Wilde konijnen schieten

“Misschien zat het culinaire toch in mijn genen? Mijn papa was een man met een druk en erg rationeel beroep. Om zich te ontspannen kookte hij in de weekends. We woonden vlakbij het Tillegembos. Geregeld trok papa met zijn jachtgeweer het bos in en schoot twee wilde konijnen. Of dat legaal was, laat ik even in het midden.”

“Maar hij hing die konijnen aan de wasdraad, ik moest helpen om ze te villen en te kuisen. Nadien verdween papa uren in de keuken en bereidde een stoofpotje van konijn met appels. Hij was een echte gourmand.

“Mijn mama, daarentegen, was gepassioneerd door gezonde voeding. Na een burn-out werd ze yogalerares. Ze kocht biologisch fruit en groenten, serveerde mij en mijn twee jongere broers Birger en Jens quinoa en gierst uit de biowinkel, in combinatie met gestoofde spinazie en een zachtgekookt bio-eitje, lang voordat vegetarisch eten trendy werd.”

Boer Bas

“Als kok ben ik door twee uitersten beïnvloed: het lekkere van papa en het gezonde van mama. Voor mijn restaurant koop ik bijvoorbeeld biogroenten bij Boer Bas, die via de korte keten zijn producten haalt bij lokale bioboeren. Het houdt mij als kok scherp en creatief: afhankelijk van welke verse groenten Boer Bas mij kan leveren, pas ik mijn menu aan.”

Karen Keygnaert startte haar carrière in de horeca met een leercontract in De Herborist van Arnold Hanbuckers: “Het klikte met die chef, die een Michelinster had. Het vooruitstrevende in die tijd was dat Arnold – die eerder dit jaar overleed na een lang aanslepende ziekte – zijn eigen kruidentuin had. Ik ben bij Arnold blijven werken tot hij De Herborist aan zijn zoon overliet.”

“In 2009 zijn Arnold en ik samen restaurant A’Qi in Sint-Andries begonnen. Op een fiftyfifty basis. Arnold vond dat hij te oud geworden was om zelf een nieuw restaurant op te starten, maar hij zag het wel zitten om samen met mij iets te beginnen. In 2013 zag hij zich wegens ziekte genoodzaakt te stoppen. Ik heb zijn aandelen overgenomen en nog drie jaar verder gewerkt in A’Qi. Maar dat restaurant was mijn ‘kindje’ niet, het was eerder een compromis, ik wou iets anders.”

Leve de meisjes!

“Toen ik vernam dat de oude borstelfabriek van de Gebroeders Delhaize – een pand uit 1912 – in de Steenkaai te koop stond, ben ik gaan kijken. Ik was meteen verliefd op het gebouw. Ik voelde mij er op mijn plaats. De ideale plek om mijn restaurant te runnen. Was het de combinatie van mijn architectuurstudies en mijn culinaire ervaring die mij overstag deed gaan? Ik weet het niet. Samen met een bevriende aannemer heb ik die fabriek omgetoverd tot een culinaire tempel.”

Objectbeschrijvingen in vrije tekst:
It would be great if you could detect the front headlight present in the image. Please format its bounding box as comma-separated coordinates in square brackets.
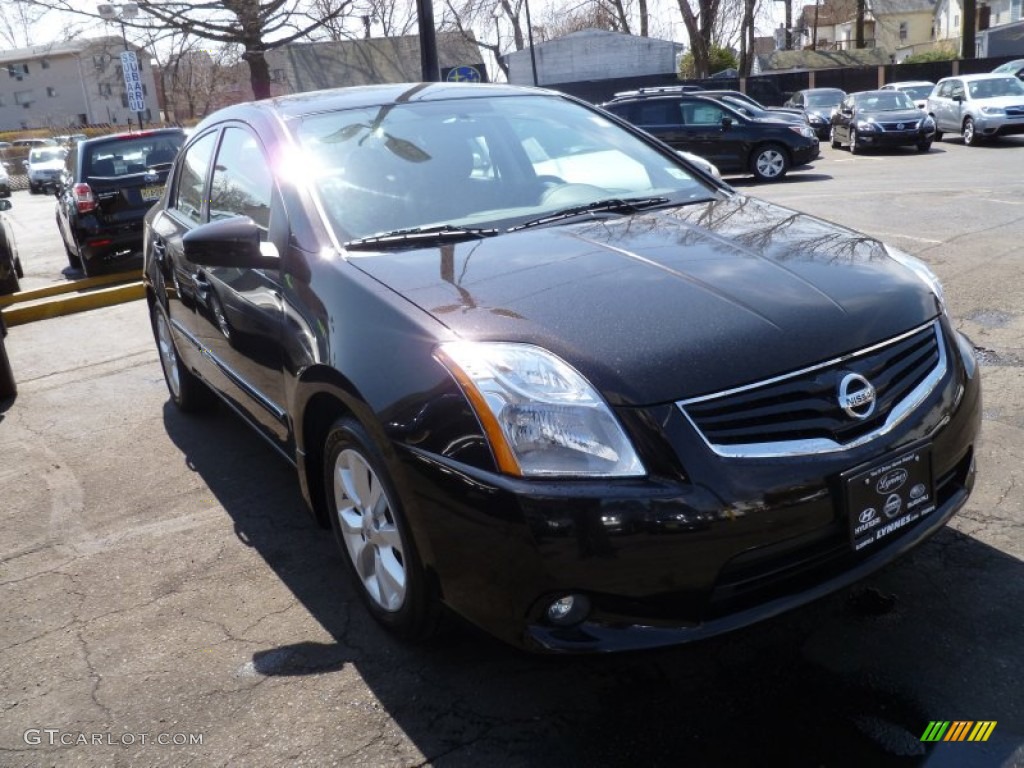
[885, 244, 946, 312]
[436, 341, 645, 477]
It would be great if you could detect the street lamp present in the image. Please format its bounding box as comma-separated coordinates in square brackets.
[523, 0, 538, 85]
[96, 3, 145, 130]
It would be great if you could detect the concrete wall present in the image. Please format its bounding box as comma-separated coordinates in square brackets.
[507, 30, 683, 85]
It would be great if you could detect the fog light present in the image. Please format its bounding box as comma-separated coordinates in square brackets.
[548, 595, 590, 627]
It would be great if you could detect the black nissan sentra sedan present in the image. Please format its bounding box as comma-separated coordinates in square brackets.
[145, 84, 980, 651]
[830, 90, 935, 155]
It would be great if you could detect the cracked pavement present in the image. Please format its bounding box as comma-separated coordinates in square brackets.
[0, 138, 1024, 768]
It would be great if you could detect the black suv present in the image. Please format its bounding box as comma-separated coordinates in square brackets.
[602, 88, 819, 181]
[57, 128, 185, 275]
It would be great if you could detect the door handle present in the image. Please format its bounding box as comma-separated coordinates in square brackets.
[193, 269, 210, 302]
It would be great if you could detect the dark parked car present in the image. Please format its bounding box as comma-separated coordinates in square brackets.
[783, 88, 846, 141]
[831, 90, 935, 155]
[56, 128, 185, 274]
[144, 83, 980, 651]
[603, 93, 819, 181]
[700, 90, 808, 125]
[0, 200, 25, 296]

◆ OPDRACHTEN
1. Ga na of elk van deze uitspraken overeenstemt met de tekst over Karen Keygnaert, en citeer telkens de woorden uit die tekst die de doorslag geven. (a) De vader kookte in de weekends om zich te ontspannen. (b) Arnold en Karen Keygnaert begonnen restaurant A’Qi in 2013. (c) De borstelfabriek van de Gebroeders Delhaize is een pand uit 1912.
2. Geef het vervolg van de tekst over Karen Keygnaert, aansluitend op de laatste zin.
De vermeldingen hierboven zijn afkomstig uit een andere bron.

◆ ANTWOORDEN
1.
(a) Ja: "Om zich te ontspannen kookte hij in de weekends."
(b) Nee: "In 2009 zijn Arnold en ik samen restaurant A’Qi in Sint-Andries begonnen."
(c) Ja: "de oude borstelfabriek van de Gebroeders Delhaize – een pand uit 1912"

2.
“Sinds 2017 baat ik nu Cantine Copine uit. De verklaring voor de naam? In Rijsel ontdekte ik het eethuis ‘De Bloempot. Cantine Flamande’ en elk telefoongesprek met mijn Parijse ‘copine’ sluit ik af met de leuze ‘leve de meisjes’. Zo kwam ik op die naam. Naar onze ‘cantine’ komen is als gaan eten bij je beste vriendin.”

“De gasten moeten er zich welkom voelen. ’t Moet gezellig zijn, zodat de mensen zich kunnen focussen op lekker eten in tof gezelschap. Het voornaamste is en blijft dat wie op restaurant gaat, iets anders dan thuis geserveerd krijgt.”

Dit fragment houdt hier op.